## DIRECTIONS
1. In the passage on dharma in classical India, what reason does it give for finding it unsurprising that an enormous body of writing was devoted to dharma? Answer in one to three sentences.
2. Resume the passage on dharma in classical India, writing on from its final sentence.

## TEXT SHOWN
_ _ _ _ _ _ _
Ordinary notions of victory and defeat become paradoxical in the harsh light of war.
In classical India, as in most human cultures that have left written records, the grim realities of warfare and its dire consequences have led to efforts to control, legitimate, or bring moral order to this disordering human practice. Under what circumstances might war be morally justified? How might warfare be pursued in a just manner? In the West, the most sustained reflections on these moral issues developed within Christian ethics, especially around the “just war” concept most fully articulated by Thomas Aquinas in the thirteenth century. The key term for Aquinas is Latin jus, “justness” or “law.” Aquinas sets out conditions for both jus ad bellum, justice in going to war, and jus in bello, just prosecution of warfare. In classical India, the vocabulary and social foundation of moral reflection differs from that or Aquinas, though the fundamental human issues may be the same. For classical Indian writers, the central term is Sanskrit dharma.
Dharma is the key term in the vocabulary of moral reflection in classical India, but not easy to define. As many characters in the Mahabharata and elsewhere repeat, dharma is subtle (suksma). The sage Markandeya adds that it is extremely ramified—like a tree with a single trunk and innumerable branches, twigs, and leaves—and without end. (MBh 3.200.3) The word derives from the verb root dhr, to support or maintain, and in its broadest sense dharma denotes that which upholds and supports the order of things. In different contexts it may be translated as law, duty, justice, morality, merit, virtue, righteousness, code of conduct, religion, or order. This order has a universal aspect, the orderly processes of the cosmos and nature, as well as referring to the harmonious functioning of human society. Dharma bears on human conduct. The religious actions of ritual specialists, such as the recitation of the Vedas and sacrifices to the gods, which maintain the natural order and insure harmonious relations between gods and humans, are acts of dharma par excellence. But dharma extends to all human actions: it refers to the code of righteous conduct incumbent on all members of society. While there are some principles of dharma that apply to all, much of the code of dharma is ramified and contextual.
As specific to particular persons, it is known as svadharma, one’s own dharma. An individual may have a specific code of dharma, but it is not always easy to determine what that may be. Dharma varies according to gender, class, and stage of life. The svadharma of a husband will differ from that of his wife, that of a Brahmin priest from that of a Ksatriya warrior, and that of a student from that of a married householder. Further complicating the calculation of dharma, codes of conduct in times of distress (apad-dharma) allow certain kinds of behavior not acceptable in normal times. Different places may have different codes, as the codes for proper marriage differ in northern and southern India. Dharma as a code for conduct, then, is deeply situational. Given the complexity of dharma and its importance as the fundamental term of social philosophy in classical India, it is not surprising that an enormous body of writing was devoted to the topic, presenting a wide variety of views.
_ _ _ _ _ _ _
## RAW DATA
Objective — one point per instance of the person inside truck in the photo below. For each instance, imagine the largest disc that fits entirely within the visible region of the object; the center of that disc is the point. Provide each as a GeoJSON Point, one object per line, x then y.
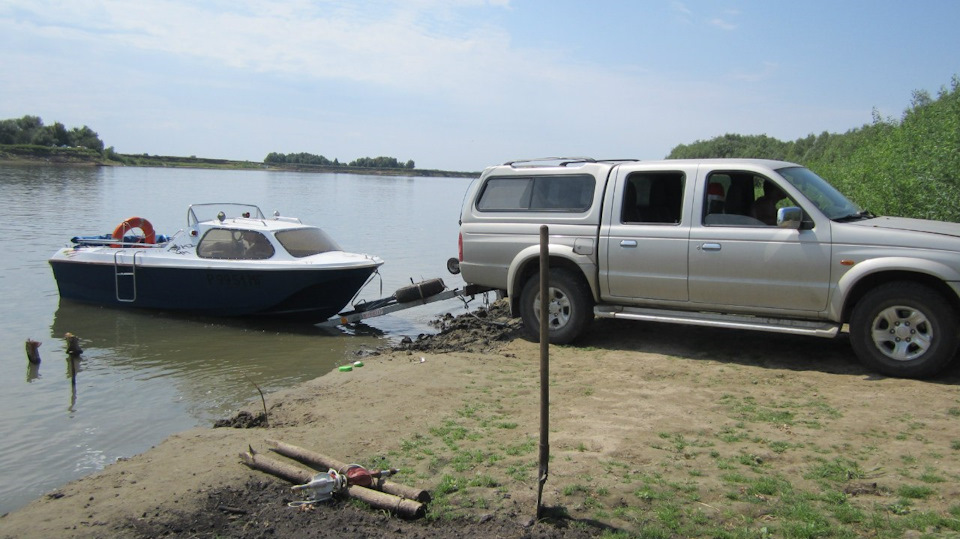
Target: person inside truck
{"type": "Point", "coordinates": [765, 207]}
_ _ _ _ _ _ _
## EXPECTED RESULTS
1. Such a large body of writing is unsurprising because dharma is complex: it is subtle, extremely ramified and deeply situational. Dharma is also the fundamental term of social philosophy in classical India.

2.
The issues that Aquinas and his successors in the Christian West addressed through the moral vocabulary of jus ad bellum and jus in bello are discussed in classical Indian works under several branches of dharma: the dharma of the warrior (ksatriya-dharma), the dharma of a king (raja-dharma), and the dharma of battle (yodha-dharma). In this paper, I will consider reflections on the issues of dharma and warfare in two works of classical India, both composed in the early centuries C.E., that have played a formative role in the development of Hinduism. Both are regarded by most modern Hindus as authoritative works. The Dharmasastra (or treatise on dharma) of Manu, also called the Manu-smrti, is the most important work in the Dharmasastra genre. This treatise seeks to set out social and moral guidelines or rules (vidhi) for the various classes (varna) and stages of life (asrama) of Indian society, from the perspective of orthodox Brahmins loyal to the older Vedic tradition. The Ramayana of Valmiki is one of two principal epic poems in Sanskrit. It tells the story of Prince Rama, a member of the Ksatriya class and heir to the throne of Ayodhya, who is exiled from his homeland and ends up waging a great war with the Raksasas or demons of Lanka. If Manu presents dharma in the didactic format of rules and guidelines, Valmiki’s poem teaches lessons in dharma through narrative, in the actions of exemplary characters like Rama and his wife Sita, and in the dialogues that occur throughout the poem. Both works represent the moral perspectives of authors of the Brahmin class, but both also attempt to set out a framework of values for all classes of an orderly society. Both are deeply concerned, therefore, with the actions of the Ksatriya class of warriors and rulers.
In looking at these two classical Indian works, I am not attempting directly to answer the question of whether Hindus in India did or did not have a concept of “just war.” (The answer would be, “not exactly.”) Rather, I wish to reconstruct briefly some of the ways these works discuss the human issues surrounding warfare within their own distinctive moral framework.
The author or authors of the Manusmrti, whom we will call Manu, envision a social and political order composed of four basic classes (varna) of people: Brahmins (priests), Ksatriyas (warriors), Vaisyas (producers), and Sudras (servants). Manu views this hierarchical order not as a contingent or historical human development, but as a part of an original emanation by the creator god Brahman or Prajapati. The class order is consonant, he believes, with the most sacred works of the tradition, the Vedas, which are also part of this primordial creation. In this originative order, the Brahmin class has responsibility for maintaining the Vedas and the ritual practices they set forth, most notably sacrifice.
Within the socio-political system, each class has basic qualifications (adhikara) and duties (varna-dharma) particular to it, and these are believed to be inherent, inborn (svabhava) characteristics of persons born in that class. For Manu, dharma has an autonomous and self-enforcing agency: actions in accord with one’s own duty (as inflected by gender, class, stage of life, etc.) are inherently fruitful, while conduct contrary to dharma will inevitably lead to unhappy consequences sooner or later. Like most classical Hind authors, Manu takes for granted the principle of metempsychosis or transmigration. Therefore the consequences of moral and immoral actions may accrue in future lives or determine the nature of one’s future rebirths. No human intervention is necessary, nor is there need for a God to evaluate and assign rewards and punishments.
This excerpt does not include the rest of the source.